**Directions for this task**:
Extract every line in the records below that contains the word "green".

**Excerpted data**:
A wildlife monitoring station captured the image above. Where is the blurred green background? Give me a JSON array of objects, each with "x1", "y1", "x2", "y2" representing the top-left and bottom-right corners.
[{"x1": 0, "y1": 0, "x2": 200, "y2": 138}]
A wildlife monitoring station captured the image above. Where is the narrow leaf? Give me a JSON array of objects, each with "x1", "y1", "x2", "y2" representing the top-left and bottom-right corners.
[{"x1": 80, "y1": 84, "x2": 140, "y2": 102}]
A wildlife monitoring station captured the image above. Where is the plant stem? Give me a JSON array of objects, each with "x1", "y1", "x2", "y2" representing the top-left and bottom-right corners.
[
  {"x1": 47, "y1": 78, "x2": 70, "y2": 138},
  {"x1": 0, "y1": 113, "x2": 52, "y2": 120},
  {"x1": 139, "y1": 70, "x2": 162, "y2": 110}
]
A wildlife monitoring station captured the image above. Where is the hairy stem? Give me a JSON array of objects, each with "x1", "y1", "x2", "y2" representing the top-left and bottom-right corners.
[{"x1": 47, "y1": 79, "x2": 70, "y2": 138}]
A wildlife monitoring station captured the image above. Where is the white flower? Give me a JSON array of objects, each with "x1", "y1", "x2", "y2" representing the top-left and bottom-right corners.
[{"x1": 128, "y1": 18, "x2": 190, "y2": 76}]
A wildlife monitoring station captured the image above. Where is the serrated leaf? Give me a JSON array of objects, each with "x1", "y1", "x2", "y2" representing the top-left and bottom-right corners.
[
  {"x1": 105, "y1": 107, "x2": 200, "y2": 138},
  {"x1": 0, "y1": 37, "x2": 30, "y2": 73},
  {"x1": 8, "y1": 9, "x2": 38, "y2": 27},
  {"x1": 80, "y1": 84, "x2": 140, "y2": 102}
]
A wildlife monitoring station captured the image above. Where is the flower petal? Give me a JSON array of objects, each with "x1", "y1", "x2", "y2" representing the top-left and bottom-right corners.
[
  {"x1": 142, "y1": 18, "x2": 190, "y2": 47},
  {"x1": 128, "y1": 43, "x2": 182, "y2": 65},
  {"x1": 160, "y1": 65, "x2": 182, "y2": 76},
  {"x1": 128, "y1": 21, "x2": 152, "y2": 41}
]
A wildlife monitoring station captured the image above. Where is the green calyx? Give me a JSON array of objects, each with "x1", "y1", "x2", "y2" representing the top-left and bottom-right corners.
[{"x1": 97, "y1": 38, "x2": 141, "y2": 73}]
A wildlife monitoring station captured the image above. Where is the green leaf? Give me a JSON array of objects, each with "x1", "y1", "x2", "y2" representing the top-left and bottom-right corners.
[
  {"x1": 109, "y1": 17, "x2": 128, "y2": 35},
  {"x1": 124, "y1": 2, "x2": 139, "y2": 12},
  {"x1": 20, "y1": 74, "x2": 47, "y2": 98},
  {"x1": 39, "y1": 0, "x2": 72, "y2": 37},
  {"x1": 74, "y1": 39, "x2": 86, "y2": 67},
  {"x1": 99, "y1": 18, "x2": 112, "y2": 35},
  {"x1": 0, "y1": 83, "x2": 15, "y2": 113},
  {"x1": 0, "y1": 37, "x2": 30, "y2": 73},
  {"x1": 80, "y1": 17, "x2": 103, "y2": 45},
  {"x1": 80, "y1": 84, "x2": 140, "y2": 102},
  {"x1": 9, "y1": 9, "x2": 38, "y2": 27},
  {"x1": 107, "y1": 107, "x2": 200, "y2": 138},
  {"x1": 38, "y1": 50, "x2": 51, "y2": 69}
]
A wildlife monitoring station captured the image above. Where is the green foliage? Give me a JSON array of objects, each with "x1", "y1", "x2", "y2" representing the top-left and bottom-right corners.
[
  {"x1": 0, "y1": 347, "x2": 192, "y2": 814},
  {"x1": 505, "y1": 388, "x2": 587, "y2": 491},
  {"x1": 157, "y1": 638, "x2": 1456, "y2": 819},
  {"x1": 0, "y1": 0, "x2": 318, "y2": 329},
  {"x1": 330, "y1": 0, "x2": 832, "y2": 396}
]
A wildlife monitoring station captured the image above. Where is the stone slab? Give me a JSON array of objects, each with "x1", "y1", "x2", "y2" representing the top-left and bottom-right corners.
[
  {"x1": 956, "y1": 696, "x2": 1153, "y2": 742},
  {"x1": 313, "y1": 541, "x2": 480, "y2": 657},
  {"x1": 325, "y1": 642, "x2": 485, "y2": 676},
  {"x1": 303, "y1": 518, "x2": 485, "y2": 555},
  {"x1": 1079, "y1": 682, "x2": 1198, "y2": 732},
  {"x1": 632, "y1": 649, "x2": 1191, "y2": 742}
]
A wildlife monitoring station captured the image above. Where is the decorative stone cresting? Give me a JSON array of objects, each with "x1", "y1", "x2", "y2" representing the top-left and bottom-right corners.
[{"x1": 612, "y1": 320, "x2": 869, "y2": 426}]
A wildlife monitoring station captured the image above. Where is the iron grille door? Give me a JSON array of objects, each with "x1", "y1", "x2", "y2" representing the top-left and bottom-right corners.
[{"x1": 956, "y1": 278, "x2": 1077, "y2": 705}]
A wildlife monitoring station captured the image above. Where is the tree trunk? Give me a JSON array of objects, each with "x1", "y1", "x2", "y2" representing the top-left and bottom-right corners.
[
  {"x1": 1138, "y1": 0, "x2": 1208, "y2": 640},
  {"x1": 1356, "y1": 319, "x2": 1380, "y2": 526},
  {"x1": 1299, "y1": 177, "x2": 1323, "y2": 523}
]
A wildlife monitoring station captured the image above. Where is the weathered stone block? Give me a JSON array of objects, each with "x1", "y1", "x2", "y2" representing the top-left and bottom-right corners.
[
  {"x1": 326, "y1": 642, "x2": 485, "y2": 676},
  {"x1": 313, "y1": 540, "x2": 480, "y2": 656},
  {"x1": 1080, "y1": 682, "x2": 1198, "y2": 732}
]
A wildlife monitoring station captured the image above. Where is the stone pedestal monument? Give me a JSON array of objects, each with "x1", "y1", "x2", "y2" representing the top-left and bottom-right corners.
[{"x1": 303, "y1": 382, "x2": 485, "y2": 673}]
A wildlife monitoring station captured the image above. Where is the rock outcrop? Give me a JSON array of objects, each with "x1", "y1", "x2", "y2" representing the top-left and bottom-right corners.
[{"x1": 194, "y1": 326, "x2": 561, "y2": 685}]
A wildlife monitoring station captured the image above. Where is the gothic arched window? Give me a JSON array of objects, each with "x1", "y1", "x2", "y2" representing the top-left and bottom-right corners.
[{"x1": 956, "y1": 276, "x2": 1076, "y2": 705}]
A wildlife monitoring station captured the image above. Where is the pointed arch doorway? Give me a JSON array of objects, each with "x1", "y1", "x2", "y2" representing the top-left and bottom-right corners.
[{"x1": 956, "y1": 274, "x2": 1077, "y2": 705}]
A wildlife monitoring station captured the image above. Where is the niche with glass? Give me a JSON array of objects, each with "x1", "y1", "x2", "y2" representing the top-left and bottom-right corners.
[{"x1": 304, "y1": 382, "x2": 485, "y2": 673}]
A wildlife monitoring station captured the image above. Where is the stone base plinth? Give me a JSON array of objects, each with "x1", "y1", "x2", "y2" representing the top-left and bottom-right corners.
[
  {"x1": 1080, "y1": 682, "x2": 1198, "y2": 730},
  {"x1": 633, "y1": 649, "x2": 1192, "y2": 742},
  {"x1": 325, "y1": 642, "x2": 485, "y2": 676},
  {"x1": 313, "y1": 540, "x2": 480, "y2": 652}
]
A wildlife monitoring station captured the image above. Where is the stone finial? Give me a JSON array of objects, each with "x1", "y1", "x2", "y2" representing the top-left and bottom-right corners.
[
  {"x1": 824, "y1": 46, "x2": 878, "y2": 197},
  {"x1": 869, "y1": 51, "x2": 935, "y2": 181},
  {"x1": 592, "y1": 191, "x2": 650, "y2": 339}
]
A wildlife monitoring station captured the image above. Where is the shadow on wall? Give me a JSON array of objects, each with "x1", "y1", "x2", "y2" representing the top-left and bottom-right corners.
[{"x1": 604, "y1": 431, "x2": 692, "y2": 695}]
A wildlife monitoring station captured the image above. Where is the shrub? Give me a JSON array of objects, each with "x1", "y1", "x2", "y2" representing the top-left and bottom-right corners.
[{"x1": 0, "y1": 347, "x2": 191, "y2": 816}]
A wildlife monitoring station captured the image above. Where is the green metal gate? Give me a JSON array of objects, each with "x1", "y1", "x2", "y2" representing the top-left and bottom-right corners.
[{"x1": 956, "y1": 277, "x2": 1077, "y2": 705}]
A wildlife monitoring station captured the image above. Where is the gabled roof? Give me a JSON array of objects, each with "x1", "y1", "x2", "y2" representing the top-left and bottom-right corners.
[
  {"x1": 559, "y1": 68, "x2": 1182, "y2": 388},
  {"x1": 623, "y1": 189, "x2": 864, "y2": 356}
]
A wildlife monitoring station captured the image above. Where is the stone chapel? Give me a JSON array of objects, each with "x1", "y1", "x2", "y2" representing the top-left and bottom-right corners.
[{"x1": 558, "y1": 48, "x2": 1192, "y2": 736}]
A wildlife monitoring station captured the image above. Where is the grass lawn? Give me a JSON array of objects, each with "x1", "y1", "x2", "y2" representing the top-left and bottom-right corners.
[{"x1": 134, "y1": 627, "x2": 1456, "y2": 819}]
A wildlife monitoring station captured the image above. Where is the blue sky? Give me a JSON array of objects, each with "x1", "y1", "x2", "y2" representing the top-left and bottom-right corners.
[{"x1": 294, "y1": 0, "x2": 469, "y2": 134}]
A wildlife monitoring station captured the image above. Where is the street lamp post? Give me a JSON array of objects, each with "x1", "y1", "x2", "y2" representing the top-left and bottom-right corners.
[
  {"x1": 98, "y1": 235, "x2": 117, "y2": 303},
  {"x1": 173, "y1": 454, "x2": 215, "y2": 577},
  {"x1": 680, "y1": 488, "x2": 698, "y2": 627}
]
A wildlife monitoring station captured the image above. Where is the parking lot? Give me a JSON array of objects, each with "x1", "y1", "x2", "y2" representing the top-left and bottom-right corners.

**Task response**:
A wildlife monitoring station captured the image above. Where is the blurred green background? Give me a JSON array of objects, each with "x1", "y1", "x2", "y2" representing the top-left and bottom-right corners.
A wildlife monitoring station captured the image above. Where is the green calyx? Give me a JSON array of objects, each with "x1", "y1", "x2", "y2" representing the top-left and bottom-right corners.
A wildlife monitoring station captured the image above. Where is the green leaf? Give me a JSON array of objects, each with "x1", "y1", "x2", "y2" representing the top-left and bottom-right corners.
A wildlife monitoring station captured the image above. Where is the green foliage? Give me a JSON array of objects, each with "x1", "y1", "x2", "y2" representing the top-left and bottom-right corners.
A wildlife monitoring station captured the image above. Where is the green metal gate? Give me a JSON array of objects, each with "x1", "y1", "x2", "y2" representing the top-left and bottom-right corners.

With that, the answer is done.